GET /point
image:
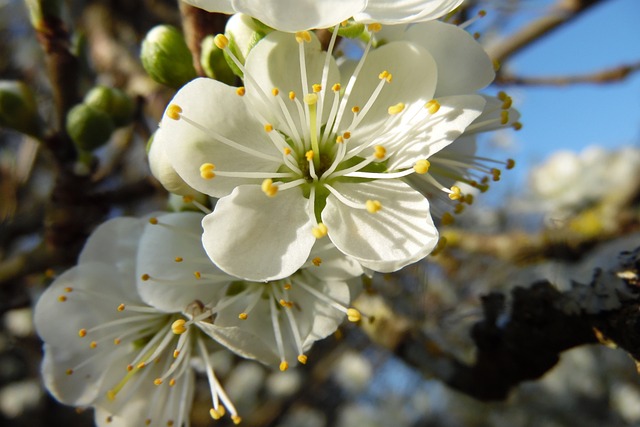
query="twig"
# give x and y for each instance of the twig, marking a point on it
(609, 75)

— Exercise instructions —
Write out every line of the entries above again, requests included, but adjust each coordinate in the answers by -123. Leave the pictures out.

— Output of the exercise —
GET /point
image:
query="twig"
# give x and y for each instance of the twig, marking a point on it
(486, -48)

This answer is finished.